***** Data supplied
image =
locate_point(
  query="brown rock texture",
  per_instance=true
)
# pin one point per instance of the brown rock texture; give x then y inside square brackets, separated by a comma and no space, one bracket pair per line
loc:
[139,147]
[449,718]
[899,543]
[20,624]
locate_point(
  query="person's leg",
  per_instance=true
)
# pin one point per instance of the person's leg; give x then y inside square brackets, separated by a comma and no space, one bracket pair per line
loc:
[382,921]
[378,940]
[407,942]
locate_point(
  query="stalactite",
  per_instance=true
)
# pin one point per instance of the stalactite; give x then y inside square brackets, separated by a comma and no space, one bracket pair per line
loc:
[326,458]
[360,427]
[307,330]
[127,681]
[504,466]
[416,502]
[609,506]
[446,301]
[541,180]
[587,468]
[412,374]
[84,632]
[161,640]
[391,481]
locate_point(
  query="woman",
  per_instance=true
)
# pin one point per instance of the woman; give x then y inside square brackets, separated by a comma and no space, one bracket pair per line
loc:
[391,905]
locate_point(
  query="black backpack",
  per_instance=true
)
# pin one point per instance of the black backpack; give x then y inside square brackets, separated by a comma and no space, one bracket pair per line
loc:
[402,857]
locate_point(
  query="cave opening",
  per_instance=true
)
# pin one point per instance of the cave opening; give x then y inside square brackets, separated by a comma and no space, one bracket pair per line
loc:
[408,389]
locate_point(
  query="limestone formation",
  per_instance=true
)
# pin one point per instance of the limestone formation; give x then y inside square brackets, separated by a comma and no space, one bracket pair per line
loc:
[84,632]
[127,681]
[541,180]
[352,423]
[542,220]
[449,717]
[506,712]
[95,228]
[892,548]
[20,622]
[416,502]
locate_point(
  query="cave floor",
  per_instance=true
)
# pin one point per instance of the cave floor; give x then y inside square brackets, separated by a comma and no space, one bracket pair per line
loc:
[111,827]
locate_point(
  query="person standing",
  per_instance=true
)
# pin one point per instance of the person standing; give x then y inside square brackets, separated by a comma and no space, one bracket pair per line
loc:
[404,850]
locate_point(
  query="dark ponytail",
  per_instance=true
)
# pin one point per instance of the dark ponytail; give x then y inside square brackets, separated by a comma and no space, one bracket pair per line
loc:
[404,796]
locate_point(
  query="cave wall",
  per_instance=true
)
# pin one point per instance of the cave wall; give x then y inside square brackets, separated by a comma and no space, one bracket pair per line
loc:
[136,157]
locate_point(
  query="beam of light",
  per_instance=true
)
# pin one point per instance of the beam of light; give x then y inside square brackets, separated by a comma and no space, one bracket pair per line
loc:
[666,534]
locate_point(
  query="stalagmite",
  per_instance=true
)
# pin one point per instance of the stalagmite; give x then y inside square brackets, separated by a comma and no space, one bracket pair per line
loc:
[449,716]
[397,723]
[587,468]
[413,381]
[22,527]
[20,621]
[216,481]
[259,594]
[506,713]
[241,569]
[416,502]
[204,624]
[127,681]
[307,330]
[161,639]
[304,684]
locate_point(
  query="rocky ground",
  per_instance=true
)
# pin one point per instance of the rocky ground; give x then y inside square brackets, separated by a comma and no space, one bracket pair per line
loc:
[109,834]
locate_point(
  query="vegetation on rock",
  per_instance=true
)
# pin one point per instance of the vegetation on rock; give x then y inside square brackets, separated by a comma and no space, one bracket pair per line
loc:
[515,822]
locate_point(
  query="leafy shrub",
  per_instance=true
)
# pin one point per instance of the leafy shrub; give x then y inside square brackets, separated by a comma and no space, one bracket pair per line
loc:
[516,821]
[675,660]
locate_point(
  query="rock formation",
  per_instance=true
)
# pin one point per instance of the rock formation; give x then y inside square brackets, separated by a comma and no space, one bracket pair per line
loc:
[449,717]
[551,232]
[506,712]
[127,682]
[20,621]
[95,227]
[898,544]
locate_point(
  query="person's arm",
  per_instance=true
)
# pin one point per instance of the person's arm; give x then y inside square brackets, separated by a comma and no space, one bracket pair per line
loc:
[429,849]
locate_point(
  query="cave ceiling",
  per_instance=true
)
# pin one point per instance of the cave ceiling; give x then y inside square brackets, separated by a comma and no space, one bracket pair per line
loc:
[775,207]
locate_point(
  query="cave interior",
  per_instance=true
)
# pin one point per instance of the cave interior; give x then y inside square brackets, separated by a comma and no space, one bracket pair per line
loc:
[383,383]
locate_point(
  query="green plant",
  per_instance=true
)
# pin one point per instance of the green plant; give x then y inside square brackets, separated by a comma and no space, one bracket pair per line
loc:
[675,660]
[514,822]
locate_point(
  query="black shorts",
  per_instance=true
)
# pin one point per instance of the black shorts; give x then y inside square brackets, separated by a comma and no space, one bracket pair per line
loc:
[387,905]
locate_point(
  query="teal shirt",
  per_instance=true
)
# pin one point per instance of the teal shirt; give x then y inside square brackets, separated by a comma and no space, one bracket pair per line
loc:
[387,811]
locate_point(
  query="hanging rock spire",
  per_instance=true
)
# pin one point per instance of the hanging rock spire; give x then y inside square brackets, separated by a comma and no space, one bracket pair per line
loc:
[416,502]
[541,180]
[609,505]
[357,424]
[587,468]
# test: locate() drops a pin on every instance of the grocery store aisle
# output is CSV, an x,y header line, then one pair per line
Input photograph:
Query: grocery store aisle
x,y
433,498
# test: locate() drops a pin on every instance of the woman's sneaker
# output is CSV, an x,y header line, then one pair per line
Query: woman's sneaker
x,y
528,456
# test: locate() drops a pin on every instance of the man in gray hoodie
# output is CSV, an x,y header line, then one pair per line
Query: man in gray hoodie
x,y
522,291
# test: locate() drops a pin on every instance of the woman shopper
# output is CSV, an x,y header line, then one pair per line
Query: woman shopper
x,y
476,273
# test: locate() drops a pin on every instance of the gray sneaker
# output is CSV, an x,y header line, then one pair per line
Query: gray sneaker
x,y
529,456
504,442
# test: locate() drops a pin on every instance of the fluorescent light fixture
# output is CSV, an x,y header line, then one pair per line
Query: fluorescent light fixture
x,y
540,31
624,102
**********
■ **Action item**
The answer must be every line of the data that holds the word "spire".

■ **Solution for this exercise**
  query="hanging rock spire",
# pin one point per instance of the hanging rock spire; give x then y inside square brackets, separated by a comma and no space, one bracket pair per line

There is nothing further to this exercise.